### [Extracted material]
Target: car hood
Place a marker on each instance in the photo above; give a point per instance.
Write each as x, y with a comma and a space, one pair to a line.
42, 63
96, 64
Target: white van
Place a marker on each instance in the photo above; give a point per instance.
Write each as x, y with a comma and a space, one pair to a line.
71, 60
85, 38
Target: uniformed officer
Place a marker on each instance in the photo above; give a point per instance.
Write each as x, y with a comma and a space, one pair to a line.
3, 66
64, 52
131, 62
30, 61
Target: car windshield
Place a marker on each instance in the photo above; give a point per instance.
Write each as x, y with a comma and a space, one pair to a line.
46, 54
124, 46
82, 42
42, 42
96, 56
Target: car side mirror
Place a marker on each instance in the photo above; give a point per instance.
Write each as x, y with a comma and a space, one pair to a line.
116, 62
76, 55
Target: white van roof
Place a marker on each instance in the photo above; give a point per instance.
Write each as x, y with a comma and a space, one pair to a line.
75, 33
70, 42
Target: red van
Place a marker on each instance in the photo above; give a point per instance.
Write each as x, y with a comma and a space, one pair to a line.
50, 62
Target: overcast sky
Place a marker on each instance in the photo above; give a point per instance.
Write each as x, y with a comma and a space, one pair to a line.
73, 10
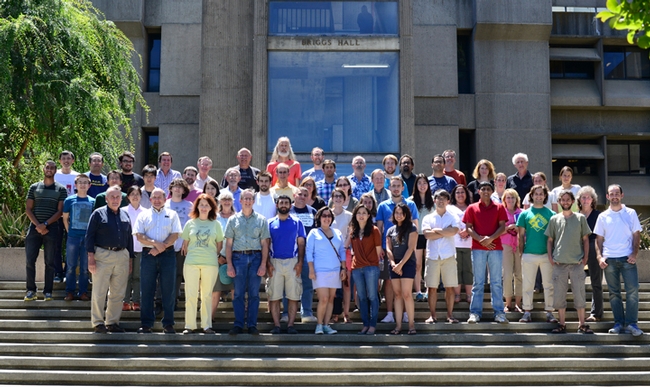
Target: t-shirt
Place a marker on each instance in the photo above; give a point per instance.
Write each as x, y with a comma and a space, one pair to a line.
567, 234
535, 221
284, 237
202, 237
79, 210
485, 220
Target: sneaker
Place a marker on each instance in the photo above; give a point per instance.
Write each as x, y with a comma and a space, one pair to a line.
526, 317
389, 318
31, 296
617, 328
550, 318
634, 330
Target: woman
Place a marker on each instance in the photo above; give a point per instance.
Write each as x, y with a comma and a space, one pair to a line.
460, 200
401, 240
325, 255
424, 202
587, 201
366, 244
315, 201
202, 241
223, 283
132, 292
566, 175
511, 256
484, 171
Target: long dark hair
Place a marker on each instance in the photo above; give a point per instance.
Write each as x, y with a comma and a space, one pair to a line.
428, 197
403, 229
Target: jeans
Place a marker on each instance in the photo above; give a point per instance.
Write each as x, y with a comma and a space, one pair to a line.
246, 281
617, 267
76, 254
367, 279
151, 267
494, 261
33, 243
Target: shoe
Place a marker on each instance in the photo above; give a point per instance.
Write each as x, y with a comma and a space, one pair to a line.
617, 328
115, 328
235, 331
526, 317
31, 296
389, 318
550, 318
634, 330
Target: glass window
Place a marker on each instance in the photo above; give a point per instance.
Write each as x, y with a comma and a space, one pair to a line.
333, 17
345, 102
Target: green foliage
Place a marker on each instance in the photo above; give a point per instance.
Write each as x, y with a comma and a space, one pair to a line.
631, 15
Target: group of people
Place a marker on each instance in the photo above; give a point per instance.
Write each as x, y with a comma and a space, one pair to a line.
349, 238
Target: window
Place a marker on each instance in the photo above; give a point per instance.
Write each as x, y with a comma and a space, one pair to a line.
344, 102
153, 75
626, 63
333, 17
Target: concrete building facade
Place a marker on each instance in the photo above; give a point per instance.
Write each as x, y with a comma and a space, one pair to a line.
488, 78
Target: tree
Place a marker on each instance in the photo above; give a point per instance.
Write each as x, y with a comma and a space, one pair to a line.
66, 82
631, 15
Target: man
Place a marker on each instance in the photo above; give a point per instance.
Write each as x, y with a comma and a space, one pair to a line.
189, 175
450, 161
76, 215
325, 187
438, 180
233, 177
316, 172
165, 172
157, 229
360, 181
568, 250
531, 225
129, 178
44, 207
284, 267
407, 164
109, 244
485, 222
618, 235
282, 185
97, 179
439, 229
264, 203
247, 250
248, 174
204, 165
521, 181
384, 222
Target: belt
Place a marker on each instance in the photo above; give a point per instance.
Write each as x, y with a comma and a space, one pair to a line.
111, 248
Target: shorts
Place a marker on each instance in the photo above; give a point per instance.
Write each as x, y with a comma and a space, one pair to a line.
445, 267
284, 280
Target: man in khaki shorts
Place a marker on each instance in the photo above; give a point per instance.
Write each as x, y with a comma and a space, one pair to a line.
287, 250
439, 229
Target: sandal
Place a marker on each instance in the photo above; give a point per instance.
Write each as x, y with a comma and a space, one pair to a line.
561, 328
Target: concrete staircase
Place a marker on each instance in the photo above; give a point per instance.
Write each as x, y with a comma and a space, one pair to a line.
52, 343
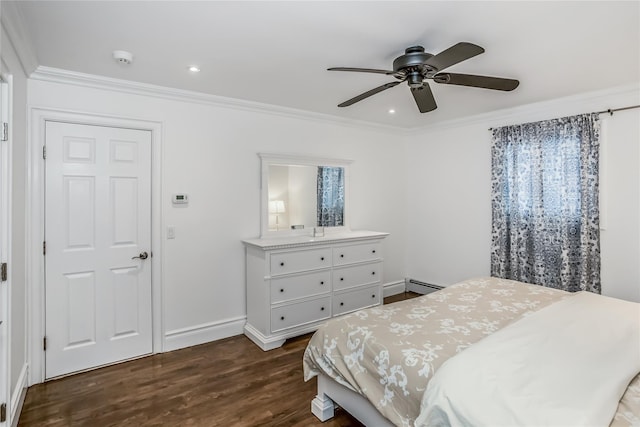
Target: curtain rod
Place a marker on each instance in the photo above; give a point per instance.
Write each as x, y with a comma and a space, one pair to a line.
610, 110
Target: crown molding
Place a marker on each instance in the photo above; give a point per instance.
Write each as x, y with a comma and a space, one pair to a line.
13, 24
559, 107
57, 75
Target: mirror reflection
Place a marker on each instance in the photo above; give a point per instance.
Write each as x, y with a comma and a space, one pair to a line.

### [Problem details]
Read through the material above, and whenever a line contains "shorts", copy it.

### [Exercise response]
Target: shorts
Target: man in khaki shorts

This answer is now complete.